[Excerpts of annotation records]
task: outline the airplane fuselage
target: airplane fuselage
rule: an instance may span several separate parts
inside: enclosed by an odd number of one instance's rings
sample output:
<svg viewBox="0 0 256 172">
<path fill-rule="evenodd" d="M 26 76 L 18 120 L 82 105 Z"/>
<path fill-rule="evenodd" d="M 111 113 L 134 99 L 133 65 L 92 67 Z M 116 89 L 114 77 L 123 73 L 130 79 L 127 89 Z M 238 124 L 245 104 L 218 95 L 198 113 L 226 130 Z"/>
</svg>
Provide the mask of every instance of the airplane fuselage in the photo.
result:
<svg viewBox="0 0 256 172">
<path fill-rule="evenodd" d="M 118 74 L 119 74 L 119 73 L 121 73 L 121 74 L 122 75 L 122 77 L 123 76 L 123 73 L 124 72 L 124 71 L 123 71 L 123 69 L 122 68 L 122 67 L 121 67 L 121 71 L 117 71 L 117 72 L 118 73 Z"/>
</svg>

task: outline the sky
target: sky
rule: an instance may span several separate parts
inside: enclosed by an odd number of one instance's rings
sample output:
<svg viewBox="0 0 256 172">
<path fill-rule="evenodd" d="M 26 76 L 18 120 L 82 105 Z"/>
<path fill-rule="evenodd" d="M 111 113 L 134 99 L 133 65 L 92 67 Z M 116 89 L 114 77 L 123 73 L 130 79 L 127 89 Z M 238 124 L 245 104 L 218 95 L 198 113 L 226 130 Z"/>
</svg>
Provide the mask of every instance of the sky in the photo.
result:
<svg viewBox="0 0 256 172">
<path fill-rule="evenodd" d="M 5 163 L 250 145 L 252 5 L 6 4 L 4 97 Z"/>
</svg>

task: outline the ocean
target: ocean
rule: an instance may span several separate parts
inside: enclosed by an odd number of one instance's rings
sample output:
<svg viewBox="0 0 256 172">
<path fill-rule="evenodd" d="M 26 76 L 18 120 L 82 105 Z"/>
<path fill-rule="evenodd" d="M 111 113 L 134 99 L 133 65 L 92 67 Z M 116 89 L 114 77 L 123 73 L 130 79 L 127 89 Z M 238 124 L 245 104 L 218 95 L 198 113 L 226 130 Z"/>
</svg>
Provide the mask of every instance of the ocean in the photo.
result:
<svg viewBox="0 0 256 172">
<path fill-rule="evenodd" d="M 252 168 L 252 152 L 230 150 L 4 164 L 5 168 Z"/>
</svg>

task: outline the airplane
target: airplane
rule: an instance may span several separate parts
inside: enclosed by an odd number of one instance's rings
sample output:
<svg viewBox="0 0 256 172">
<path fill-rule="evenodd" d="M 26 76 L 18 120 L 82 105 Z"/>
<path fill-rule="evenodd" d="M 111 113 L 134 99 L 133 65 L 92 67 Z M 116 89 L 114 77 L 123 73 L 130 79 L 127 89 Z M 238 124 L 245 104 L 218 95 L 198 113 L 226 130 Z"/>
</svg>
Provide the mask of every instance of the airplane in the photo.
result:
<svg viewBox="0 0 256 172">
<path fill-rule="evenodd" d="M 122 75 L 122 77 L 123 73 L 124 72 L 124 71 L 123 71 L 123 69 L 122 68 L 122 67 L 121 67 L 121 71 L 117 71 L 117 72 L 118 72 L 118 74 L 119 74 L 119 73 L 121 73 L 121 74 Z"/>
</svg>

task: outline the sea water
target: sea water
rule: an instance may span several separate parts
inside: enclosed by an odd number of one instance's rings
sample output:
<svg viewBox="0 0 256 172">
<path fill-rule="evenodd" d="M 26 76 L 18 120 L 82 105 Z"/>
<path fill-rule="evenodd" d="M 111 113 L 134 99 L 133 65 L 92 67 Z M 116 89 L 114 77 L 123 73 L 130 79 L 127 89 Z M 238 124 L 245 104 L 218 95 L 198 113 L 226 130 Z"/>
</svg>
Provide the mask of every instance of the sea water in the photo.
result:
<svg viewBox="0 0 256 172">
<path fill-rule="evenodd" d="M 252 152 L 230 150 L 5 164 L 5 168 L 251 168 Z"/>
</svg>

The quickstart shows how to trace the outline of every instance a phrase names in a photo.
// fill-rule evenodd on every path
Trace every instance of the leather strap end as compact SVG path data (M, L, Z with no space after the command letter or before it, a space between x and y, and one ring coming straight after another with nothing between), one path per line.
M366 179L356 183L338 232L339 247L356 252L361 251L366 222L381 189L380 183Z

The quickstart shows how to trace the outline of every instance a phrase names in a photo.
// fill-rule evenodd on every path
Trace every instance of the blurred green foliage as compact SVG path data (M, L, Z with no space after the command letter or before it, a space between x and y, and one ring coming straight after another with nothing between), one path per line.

- _DIRECTIONS_
Please return each line above that contains the word "coming".

- _EXERCISE OUTPUT_
Trace every instance of the leather strap end as compact SVG path data (M, L, Z with no space after the command letter or before it, a space between x and y, and one ring coming straight after another with nothing between), one path per line.
Trace every instance of the blurred green foliage as compact SVG path data (M, L, Z with no space after the command letter or before it, a space between x and y, and one ring coming straight after another with nothing between), one path per line.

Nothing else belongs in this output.